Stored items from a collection
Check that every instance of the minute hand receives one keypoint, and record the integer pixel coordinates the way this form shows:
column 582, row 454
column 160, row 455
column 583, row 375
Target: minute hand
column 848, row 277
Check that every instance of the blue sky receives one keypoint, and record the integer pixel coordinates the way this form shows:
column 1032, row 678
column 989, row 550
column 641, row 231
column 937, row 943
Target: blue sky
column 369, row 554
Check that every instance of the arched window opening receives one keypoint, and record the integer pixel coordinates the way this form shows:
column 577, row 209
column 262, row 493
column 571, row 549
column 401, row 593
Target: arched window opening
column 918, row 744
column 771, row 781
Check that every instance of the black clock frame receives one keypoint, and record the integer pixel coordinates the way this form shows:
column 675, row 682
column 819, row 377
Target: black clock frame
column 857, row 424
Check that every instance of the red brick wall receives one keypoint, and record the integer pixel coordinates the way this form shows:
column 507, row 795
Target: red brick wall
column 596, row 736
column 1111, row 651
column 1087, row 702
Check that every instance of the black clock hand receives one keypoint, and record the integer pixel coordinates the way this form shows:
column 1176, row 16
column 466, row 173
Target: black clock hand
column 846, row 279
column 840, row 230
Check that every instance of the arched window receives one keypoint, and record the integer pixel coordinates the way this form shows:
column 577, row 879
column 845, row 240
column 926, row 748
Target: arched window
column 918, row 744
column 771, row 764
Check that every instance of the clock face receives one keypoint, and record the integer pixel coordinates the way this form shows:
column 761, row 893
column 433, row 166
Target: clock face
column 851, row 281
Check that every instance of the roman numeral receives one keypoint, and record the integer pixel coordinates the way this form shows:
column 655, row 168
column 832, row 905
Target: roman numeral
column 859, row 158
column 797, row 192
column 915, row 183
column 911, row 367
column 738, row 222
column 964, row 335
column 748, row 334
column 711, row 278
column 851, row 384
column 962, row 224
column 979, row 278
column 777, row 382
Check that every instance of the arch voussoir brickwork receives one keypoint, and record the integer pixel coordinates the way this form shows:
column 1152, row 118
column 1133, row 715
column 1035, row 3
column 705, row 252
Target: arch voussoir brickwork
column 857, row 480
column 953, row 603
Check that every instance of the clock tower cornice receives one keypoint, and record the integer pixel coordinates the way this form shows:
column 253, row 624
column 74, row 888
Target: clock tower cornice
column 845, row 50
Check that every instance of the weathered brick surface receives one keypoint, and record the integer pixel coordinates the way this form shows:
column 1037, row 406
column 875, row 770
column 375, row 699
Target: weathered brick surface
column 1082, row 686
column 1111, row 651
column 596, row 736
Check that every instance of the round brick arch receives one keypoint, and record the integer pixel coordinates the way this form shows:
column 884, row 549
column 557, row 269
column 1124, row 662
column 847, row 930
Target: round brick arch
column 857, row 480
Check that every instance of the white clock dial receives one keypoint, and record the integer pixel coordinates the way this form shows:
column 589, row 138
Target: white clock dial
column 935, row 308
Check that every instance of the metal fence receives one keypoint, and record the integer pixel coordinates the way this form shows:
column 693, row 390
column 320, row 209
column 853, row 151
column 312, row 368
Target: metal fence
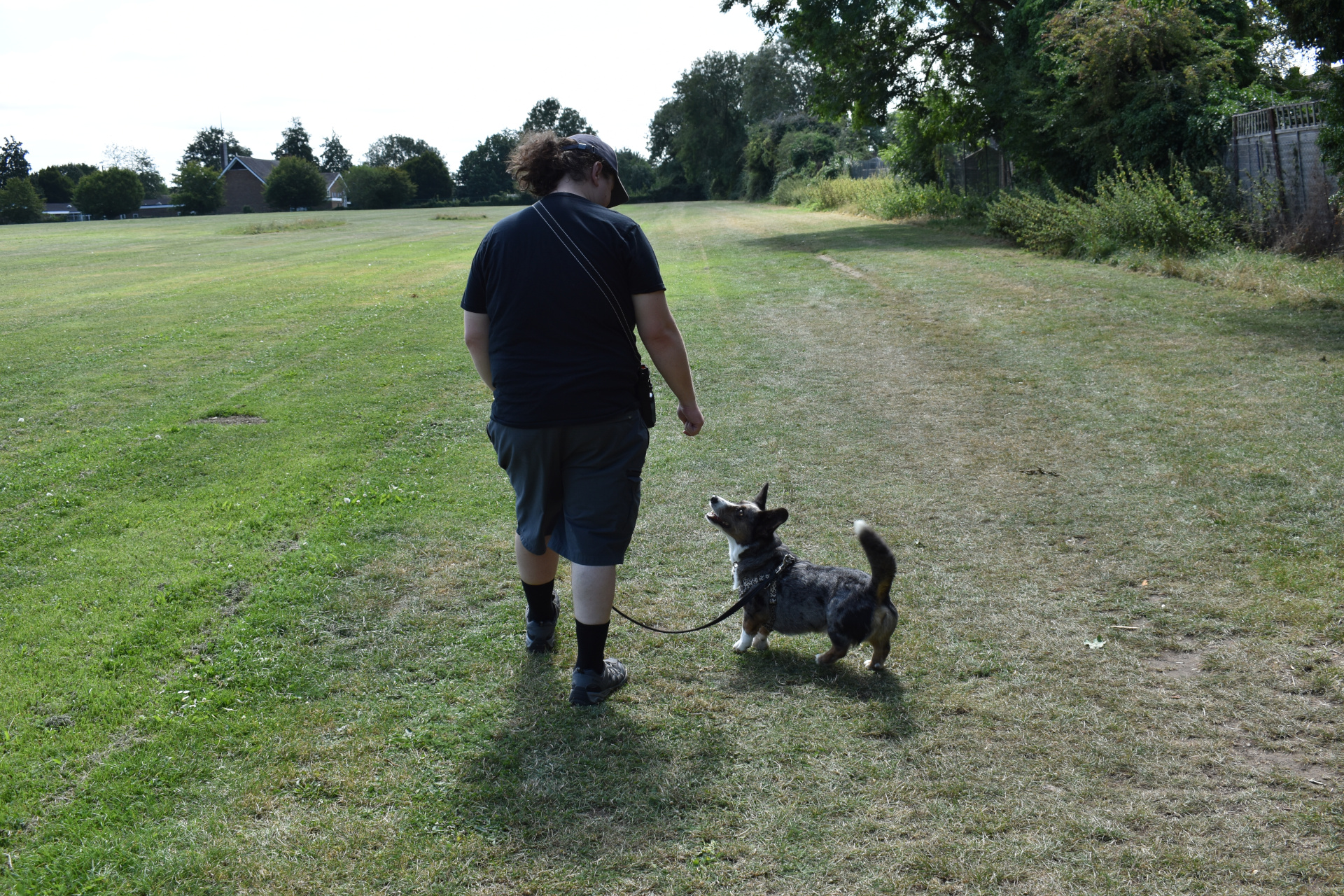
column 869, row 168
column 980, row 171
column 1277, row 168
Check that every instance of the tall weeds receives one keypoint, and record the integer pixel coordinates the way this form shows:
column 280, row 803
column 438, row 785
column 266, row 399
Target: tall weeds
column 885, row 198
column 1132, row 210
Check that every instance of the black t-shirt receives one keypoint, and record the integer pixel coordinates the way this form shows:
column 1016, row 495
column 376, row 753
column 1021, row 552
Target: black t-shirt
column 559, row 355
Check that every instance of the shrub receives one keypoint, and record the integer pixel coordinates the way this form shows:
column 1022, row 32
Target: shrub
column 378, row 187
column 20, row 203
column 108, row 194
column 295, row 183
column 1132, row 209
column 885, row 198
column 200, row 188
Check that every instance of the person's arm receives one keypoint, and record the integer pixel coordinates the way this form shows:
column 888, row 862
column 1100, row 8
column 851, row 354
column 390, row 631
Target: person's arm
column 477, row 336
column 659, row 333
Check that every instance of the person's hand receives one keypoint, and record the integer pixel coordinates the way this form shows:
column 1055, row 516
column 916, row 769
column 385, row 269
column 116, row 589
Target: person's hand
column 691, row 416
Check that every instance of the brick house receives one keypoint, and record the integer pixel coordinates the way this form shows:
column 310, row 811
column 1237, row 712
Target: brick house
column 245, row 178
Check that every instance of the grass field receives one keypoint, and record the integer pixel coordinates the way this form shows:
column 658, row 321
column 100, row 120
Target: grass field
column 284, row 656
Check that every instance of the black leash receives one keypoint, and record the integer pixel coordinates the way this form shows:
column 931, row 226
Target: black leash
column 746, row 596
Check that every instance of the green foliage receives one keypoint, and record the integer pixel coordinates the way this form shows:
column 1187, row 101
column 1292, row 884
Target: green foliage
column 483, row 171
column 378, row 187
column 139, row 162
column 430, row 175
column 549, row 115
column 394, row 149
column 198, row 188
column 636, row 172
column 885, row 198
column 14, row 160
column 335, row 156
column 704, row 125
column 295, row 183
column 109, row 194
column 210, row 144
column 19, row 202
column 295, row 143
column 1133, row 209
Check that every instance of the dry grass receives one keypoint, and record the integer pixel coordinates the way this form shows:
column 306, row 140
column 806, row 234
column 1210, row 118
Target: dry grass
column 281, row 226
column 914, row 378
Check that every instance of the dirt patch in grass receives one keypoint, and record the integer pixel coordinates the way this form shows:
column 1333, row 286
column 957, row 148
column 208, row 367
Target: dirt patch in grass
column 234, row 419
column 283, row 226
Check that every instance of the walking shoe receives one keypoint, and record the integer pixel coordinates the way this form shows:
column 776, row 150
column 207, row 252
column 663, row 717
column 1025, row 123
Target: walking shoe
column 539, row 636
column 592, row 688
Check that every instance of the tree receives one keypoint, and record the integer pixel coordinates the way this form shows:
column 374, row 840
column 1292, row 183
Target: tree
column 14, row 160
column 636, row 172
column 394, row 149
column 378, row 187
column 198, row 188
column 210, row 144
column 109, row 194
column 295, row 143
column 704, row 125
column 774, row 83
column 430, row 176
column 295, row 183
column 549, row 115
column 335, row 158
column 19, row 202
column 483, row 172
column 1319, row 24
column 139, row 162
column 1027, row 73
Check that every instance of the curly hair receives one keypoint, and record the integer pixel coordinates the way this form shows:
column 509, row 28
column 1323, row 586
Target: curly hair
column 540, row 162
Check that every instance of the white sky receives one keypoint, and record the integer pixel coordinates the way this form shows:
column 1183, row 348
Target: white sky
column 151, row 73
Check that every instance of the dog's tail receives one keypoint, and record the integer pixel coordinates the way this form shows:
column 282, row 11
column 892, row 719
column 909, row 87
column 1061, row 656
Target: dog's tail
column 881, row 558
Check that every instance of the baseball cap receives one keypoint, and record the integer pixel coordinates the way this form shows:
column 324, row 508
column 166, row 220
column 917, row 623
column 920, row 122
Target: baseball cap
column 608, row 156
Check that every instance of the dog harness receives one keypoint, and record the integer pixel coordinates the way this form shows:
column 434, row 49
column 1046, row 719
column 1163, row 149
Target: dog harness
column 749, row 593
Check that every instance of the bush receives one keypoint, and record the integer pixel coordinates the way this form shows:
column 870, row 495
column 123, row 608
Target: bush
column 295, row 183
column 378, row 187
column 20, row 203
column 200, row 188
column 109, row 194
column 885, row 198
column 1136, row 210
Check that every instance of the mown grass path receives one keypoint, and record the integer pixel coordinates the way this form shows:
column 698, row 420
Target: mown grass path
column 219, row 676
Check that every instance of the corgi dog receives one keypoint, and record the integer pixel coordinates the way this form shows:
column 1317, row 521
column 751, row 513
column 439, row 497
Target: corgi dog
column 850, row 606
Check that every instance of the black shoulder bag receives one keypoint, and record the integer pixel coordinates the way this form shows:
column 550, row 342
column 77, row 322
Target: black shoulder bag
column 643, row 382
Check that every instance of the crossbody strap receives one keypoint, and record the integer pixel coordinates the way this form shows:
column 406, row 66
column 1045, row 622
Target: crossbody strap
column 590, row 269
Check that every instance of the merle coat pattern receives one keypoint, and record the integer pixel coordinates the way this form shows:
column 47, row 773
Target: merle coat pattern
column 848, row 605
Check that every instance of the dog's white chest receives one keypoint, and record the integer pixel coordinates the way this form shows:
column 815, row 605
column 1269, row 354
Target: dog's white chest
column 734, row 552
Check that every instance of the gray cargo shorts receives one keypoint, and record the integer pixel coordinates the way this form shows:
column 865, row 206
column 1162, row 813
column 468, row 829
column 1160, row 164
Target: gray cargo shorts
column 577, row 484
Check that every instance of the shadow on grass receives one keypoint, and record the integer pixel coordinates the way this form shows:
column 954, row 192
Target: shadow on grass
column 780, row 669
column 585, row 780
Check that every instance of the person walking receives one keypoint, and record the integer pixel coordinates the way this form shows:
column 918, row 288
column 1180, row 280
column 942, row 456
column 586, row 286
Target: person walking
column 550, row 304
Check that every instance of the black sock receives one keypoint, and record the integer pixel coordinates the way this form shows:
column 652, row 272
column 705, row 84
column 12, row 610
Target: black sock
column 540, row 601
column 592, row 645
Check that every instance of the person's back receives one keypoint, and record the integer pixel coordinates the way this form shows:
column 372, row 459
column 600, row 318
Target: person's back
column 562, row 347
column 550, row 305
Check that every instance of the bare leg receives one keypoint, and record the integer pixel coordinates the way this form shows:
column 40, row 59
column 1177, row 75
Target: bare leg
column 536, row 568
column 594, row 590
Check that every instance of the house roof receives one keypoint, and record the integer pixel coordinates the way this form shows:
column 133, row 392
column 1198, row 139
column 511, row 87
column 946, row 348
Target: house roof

What is needed:
Filter the entries and copy out every line with the word "roof".

Your solution:
Check that every instance of the house roof receives one keypoint, and record the integer pixel coordinates the way this form shows:
Target: house roof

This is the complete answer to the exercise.